GOAL>
Repeat the lines of the records starting at the line containing "task | place a point on the pale" and ending at the line containing "x=550, y=275", with both of those lines included. Leave the pictures out of your answer.

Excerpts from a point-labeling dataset
□ □ □ □ □

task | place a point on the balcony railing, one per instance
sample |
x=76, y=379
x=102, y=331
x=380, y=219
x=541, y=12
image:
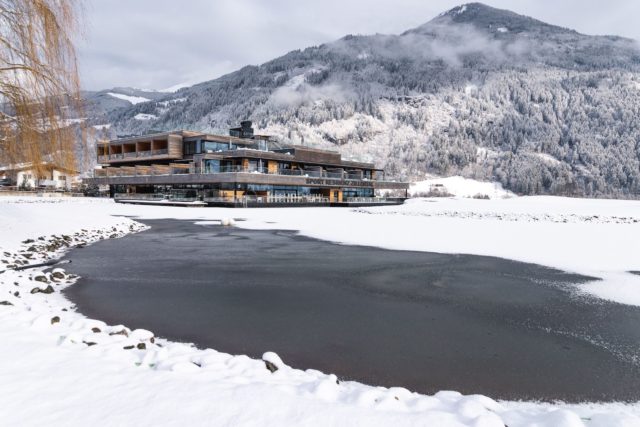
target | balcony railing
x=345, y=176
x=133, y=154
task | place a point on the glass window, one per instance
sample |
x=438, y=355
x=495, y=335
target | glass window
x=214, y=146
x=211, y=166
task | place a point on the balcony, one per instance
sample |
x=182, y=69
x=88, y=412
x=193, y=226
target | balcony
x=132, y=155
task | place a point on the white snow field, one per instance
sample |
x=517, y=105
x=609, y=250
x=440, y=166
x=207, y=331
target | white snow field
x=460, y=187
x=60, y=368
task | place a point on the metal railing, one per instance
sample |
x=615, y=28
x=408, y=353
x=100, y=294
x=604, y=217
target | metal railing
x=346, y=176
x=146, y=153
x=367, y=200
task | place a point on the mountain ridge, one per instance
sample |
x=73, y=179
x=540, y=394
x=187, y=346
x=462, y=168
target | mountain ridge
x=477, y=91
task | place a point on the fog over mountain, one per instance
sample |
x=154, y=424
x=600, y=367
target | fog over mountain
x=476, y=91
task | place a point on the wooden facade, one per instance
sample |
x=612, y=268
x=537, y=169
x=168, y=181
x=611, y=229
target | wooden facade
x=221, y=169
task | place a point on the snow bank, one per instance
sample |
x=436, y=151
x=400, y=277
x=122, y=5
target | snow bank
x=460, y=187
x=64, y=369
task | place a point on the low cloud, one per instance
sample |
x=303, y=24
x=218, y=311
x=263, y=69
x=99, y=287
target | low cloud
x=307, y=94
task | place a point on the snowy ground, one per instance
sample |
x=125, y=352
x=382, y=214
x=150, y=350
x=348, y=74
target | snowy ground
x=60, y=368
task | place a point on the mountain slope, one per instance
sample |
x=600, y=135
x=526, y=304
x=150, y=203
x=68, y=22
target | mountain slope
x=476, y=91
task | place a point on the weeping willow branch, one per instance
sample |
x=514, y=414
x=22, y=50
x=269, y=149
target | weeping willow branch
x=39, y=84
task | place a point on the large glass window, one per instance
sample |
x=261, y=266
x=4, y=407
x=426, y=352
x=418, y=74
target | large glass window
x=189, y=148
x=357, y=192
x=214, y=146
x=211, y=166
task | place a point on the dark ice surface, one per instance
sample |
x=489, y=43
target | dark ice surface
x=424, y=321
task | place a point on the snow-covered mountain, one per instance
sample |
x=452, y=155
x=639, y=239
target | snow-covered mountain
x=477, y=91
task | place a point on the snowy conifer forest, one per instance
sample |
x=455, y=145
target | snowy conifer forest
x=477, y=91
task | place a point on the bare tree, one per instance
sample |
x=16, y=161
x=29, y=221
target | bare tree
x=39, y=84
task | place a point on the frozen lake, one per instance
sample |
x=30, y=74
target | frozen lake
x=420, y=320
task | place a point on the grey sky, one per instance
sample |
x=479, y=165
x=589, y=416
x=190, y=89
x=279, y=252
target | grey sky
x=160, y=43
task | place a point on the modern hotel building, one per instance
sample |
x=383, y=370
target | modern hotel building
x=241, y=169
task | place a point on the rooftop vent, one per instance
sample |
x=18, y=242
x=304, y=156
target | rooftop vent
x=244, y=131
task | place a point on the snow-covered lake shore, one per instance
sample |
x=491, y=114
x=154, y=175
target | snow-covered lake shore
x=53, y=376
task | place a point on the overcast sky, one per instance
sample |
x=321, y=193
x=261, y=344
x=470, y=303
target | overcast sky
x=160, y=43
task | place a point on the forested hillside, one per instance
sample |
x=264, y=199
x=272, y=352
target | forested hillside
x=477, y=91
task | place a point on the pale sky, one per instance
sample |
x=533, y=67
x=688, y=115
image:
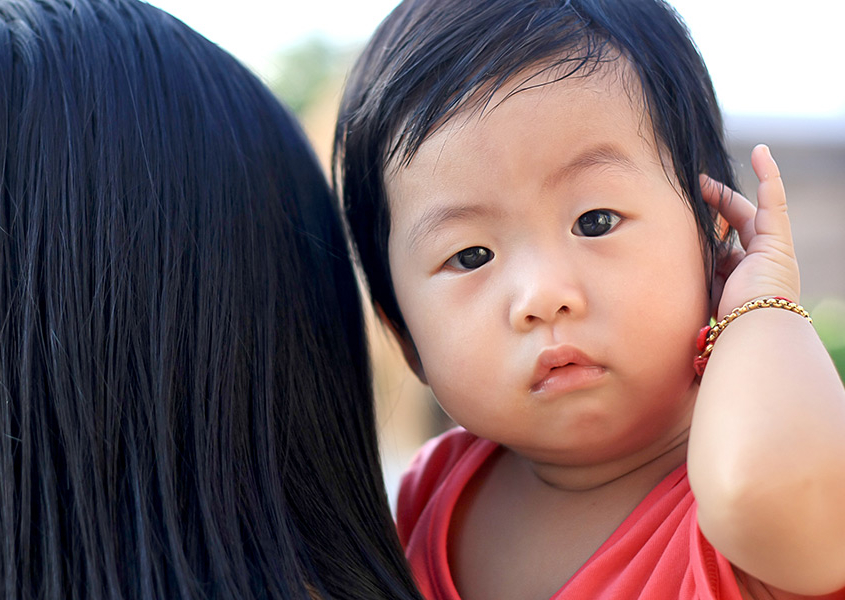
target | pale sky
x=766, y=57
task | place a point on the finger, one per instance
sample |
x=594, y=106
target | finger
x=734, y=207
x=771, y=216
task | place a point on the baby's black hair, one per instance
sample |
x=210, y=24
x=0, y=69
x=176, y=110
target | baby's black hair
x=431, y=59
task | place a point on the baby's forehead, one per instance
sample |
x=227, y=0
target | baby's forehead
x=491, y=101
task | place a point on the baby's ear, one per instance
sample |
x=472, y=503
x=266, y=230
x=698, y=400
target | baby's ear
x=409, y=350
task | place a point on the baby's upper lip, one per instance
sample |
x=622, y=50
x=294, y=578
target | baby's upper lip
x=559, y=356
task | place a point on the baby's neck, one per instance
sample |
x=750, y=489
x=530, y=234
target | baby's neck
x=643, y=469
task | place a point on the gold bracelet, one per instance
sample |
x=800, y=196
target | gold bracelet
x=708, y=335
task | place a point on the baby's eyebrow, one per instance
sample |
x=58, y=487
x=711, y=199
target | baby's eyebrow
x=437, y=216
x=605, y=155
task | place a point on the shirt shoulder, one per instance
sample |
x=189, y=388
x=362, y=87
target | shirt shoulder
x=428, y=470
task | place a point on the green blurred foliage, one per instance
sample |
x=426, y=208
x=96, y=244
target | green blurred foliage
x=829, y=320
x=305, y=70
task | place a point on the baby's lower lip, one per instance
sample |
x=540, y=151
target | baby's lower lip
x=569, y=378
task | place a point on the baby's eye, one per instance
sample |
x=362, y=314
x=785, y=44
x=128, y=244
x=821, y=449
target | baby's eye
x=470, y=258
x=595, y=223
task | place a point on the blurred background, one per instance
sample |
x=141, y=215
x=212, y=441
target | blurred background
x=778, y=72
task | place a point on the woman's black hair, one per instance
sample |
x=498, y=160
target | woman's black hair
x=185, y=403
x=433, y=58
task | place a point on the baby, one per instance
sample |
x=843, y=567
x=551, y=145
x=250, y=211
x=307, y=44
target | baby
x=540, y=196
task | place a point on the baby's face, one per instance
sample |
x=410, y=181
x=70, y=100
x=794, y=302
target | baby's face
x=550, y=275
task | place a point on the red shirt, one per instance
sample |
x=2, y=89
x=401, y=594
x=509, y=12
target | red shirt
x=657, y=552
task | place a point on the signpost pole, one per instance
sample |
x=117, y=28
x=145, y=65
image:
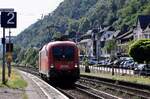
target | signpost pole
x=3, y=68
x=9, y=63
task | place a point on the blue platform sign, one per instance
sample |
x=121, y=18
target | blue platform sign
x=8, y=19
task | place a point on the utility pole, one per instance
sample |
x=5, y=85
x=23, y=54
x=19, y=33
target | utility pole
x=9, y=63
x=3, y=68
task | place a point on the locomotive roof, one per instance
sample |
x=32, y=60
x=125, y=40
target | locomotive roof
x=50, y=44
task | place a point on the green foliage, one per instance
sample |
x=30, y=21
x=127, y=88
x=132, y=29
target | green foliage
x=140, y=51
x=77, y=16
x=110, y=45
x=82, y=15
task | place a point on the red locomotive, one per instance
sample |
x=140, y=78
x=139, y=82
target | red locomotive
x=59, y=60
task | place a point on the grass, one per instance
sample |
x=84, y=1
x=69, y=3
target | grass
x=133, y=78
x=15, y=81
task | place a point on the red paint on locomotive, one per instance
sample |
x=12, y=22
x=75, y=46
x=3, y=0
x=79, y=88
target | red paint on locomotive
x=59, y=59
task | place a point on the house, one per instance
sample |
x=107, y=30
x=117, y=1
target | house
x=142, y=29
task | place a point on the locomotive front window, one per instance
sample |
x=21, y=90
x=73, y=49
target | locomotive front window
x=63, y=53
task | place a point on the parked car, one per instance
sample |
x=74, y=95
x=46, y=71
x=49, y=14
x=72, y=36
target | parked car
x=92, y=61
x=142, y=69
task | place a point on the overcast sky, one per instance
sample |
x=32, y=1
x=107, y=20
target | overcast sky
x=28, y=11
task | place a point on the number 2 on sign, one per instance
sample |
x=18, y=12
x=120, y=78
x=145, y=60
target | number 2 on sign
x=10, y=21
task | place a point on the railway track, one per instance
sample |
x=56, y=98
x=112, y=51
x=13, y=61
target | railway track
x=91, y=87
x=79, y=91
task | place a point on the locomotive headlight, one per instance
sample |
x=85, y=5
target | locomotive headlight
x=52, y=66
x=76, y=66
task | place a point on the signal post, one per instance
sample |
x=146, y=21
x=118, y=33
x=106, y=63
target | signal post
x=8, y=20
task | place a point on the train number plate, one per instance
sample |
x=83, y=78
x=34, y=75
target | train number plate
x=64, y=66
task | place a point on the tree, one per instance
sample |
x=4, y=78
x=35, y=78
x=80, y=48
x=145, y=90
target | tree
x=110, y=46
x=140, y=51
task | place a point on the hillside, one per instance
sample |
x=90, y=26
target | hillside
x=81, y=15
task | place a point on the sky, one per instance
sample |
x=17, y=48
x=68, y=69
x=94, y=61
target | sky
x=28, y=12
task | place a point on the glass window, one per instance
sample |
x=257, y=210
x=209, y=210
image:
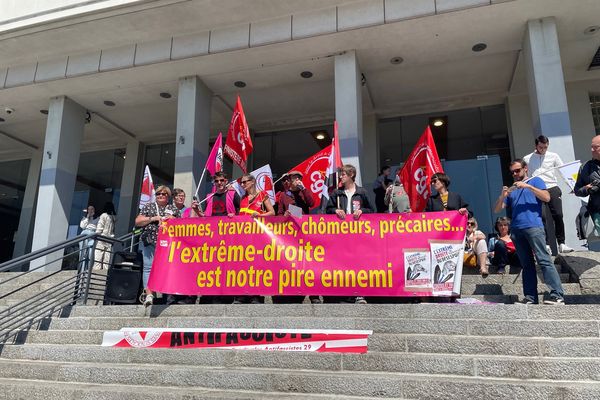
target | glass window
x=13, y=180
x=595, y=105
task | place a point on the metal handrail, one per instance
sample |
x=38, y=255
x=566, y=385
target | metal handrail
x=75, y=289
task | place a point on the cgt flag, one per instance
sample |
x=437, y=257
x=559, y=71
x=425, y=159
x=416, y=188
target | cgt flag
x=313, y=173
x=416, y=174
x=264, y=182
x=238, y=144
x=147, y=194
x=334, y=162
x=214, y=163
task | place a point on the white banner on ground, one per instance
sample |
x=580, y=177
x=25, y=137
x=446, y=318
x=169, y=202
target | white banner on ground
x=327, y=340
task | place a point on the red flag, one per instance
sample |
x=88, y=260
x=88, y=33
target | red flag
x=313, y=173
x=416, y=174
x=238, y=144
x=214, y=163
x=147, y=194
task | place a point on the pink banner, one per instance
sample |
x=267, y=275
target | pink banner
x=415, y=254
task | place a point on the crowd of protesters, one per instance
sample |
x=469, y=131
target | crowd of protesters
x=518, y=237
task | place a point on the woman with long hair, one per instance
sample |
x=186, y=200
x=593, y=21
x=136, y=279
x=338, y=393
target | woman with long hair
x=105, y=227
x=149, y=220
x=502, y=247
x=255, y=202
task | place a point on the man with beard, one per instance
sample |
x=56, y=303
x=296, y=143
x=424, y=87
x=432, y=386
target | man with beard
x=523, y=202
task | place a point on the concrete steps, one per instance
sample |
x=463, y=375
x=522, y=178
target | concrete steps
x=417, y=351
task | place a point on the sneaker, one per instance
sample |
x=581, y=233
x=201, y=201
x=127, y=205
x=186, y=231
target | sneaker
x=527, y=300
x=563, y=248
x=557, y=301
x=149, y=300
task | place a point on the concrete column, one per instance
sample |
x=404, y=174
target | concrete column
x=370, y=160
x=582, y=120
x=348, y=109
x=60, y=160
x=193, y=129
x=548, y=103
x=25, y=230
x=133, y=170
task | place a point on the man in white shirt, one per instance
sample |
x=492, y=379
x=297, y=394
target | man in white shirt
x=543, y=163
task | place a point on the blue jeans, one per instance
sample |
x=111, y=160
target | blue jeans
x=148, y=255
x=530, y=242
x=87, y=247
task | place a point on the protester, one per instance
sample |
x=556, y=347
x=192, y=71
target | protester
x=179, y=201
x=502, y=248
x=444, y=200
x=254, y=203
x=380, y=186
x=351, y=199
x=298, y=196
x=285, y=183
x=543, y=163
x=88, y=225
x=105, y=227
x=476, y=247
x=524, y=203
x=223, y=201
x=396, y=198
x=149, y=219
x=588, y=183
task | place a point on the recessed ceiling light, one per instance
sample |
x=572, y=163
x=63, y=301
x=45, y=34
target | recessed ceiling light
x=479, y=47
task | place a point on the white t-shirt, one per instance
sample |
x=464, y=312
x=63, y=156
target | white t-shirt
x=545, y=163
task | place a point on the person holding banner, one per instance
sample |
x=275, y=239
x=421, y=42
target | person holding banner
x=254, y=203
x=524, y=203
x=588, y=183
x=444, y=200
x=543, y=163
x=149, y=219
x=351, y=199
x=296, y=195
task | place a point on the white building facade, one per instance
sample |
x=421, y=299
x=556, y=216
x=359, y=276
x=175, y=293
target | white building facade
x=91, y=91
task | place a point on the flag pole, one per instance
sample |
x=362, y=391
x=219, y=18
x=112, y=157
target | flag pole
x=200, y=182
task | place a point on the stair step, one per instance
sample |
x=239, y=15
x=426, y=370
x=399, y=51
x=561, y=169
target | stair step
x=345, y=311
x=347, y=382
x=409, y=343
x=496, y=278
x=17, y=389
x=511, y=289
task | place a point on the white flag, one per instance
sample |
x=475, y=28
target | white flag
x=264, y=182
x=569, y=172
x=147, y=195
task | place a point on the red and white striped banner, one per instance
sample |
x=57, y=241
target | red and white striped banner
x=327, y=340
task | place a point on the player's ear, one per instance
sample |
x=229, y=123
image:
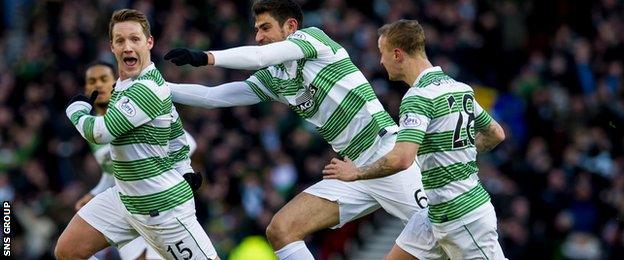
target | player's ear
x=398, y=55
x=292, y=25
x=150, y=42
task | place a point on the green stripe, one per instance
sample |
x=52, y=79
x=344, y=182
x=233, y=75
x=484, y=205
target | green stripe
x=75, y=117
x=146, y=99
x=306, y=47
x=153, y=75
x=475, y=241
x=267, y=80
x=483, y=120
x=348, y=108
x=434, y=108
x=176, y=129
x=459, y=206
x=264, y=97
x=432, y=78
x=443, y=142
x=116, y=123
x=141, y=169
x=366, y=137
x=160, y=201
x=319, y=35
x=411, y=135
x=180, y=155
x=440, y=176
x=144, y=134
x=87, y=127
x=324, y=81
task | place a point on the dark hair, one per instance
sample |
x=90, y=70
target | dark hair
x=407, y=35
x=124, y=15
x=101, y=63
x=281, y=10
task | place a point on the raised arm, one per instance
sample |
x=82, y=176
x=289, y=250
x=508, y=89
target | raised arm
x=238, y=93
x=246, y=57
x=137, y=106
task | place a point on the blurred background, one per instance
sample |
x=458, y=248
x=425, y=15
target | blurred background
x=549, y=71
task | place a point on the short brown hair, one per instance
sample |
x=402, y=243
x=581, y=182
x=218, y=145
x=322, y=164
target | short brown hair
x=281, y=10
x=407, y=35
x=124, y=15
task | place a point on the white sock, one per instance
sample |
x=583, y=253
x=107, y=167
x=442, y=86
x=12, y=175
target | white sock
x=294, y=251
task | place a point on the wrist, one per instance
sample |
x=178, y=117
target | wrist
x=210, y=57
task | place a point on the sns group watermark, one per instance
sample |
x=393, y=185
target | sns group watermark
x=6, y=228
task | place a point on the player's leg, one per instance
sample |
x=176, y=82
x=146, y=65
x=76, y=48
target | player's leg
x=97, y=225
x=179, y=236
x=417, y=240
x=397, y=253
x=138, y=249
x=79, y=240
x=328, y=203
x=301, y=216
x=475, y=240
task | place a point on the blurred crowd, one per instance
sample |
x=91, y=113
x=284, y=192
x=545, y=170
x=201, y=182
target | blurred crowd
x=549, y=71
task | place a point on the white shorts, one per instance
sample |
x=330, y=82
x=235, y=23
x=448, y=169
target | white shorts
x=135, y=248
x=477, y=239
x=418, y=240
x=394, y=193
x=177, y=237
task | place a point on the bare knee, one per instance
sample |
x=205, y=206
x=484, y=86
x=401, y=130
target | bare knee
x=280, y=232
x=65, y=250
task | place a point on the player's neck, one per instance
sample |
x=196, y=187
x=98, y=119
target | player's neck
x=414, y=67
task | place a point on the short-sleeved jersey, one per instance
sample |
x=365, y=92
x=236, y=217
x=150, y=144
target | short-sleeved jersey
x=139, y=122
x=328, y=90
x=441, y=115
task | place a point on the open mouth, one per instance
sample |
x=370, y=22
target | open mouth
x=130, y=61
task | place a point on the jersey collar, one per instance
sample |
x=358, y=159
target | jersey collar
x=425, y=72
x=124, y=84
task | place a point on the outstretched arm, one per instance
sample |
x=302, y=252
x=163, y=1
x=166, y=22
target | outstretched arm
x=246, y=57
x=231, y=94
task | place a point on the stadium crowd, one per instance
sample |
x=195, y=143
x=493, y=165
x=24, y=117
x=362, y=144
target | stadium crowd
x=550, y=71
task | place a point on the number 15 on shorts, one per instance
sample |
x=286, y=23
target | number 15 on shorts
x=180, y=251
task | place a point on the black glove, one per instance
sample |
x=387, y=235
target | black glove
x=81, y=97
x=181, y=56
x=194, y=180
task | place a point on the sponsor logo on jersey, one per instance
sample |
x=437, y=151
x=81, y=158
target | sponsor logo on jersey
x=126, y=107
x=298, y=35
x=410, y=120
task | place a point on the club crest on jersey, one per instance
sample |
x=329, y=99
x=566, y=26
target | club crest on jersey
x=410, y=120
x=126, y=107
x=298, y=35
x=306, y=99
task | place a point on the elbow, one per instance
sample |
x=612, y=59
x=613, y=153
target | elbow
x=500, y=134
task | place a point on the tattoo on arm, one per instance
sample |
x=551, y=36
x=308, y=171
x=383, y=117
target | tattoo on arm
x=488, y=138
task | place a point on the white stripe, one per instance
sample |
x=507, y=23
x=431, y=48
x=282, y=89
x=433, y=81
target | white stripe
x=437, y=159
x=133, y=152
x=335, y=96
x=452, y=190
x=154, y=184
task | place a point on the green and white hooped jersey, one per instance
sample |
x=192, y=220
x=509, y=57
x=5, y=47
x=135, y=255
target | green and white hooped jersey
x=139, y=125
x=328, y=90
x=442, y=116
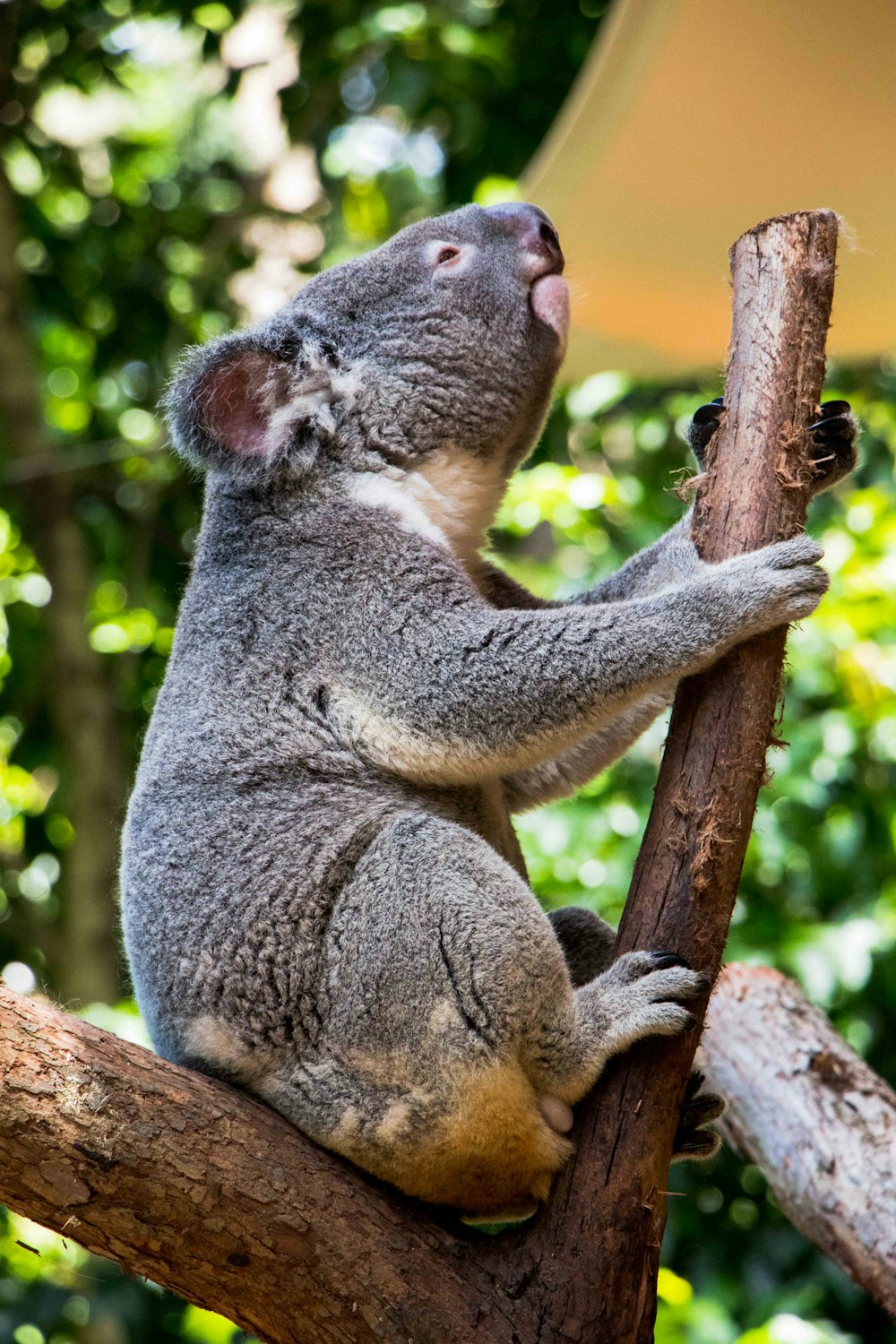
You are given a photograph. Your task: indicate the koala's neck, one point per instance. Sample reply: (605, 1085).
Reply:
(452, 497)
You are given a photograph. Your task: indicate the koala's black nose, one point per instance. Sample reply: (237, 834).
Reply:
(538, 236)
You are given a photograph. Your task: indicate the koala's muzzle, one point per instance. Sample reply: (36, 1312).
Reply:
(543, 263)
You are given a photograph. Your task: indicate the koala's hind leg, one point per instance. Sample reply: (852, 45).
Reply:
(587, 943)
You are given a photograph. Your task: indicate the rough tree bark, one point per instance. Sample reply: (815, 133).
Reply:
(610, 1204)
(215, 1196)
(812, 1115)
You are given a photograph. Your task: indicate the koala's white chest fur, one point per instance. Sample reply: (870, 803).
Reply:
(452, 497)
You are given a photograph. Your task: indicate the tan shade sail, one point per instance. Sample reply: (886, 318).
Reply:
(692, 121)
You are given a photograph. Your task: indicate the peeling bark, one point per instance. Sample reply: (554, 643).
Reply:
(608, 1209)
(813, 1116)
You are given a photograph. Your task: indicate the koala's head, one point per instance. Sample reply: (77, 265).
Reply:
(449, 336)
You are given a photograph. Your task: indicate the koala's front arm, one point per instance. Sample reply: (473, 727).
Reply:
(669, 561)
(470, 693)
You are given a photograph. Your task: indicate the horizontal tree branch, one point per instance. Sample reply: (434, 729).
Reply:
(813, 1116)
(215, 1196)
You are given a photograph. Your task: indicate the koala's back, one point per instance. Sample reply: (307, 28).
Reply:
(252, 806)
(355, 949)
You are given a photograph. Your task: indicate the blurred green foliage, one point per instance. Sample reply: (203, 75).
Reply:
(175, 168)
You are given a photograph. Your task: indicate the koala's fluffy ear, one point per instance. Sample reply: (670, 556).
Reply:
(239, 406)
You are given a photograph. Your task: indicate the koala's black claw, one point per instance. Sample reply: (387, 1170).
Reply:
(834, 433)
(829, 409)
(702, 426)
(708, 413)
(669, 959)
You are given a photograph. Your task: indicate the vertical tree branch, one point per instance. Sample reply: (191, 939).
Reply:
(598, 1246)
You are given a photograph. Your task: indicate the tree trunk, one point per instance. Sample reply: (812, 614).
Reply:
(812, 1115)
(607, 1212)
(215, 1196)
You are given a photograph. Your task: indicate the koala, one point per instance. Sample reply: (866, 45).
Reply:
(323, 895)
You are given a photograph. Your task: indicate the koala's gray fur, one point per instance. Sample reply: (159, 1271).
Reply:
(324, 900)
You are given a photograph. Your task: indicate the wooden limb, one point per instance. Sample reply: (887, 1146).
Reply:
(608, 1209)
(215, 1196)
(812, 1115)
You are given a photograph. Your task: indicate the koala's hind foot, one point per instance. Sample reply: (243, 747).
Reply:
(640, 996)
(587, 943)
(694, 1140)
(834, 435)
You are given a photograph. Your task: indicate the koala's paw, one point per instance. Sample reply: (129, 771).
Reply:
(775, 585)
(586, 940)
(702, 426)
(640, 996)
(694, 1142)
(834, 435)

□ □ □ □ □

RESULT OF THIS TASK>
task | place a point on the pale sky, one per instance
sample |
x=533, y=67
x=688, y=115
image:
target | pale sky
x=766, y=57
task | place a point on the finger, one per instance
sample |
x=594, y=106
target | finger
x=734, y=207
x=771, y=216
task | place a point on the baby's black hair, one per instance
sample |
x=210, y=24
x=0, y=69
x=176, y=110
target | baby's black hair
x=431, y=59
task | place a point on the baby's forehead, one per instance
sample |
x=227, y=0
target | baby's forehead
x=491, y=101
task | place a point on the baby's ear, one per instance
sample |
x=472, y=503
x=266, y=230
x=698, y=400
target | baby's ear
x=409, y=350
task | place a point on the baby's upper lip, one per instance
sample |
x=622, y=50
x=294, y=578
target | baby's upper lip
x=559, y=356
task | place a point on the baby's neck, one per instance
sample |
x=750, y=489
x=530, y=234
target | baby's neck
x=643, y=469
task | place a point on the gold bracelet, one per instance
sample |
x=800, y=196
target | gold bracelet
x=708, y=335
task | place a point on the baby's eyebrow, one per instance
sample |
x=58, y=487
x=711, y=199
target | baby's eyebrow
x=437, y=216
x=605, y=155
task | place a point on the shirt shoulder, one per instance
sample |
x=189, y=388
x=362, y=87
target | shirt shoulder
x=428, y=470
task | place a point on the green blurred foliage, one per instance
sample |
x=426, y=208
x=96, y=244
target | green blurred foliage
x=829, y=320
x=305, y=70
task | place a point on the baby's lower lip, one per instance
sample |
x=540, y=151
target | baby's lower lip
x=569, y=378
task | place a point on the baby's eye, one per instance
sample |
x=362, y=314
x=785, y=44
x=128, y=244
x=821, y=449
target | baby's eye
x=470, y=258
x=595, y=223
task | place a point on the blurred background, one per instance
sample |
x=141, y=215
x=212, y=441
target | blurred background
x=778, y=72
task | place a point on the woman's black hair, one per instance
sample |
x=498, y=160
target | woman's black hair
x=185, y=403
x=433, y=58
task | place a point on the baby, one per instance
sample |
x=843, y=567
x=551, y=145
x=250, y=211
x=307, y=44
target | baby
x=540, y=196
task | place a point on the baby's face, one per instance
sample |
x=410, y=181
x=70, y=100
x=794, y=302
target | baby's face
x=550, y=275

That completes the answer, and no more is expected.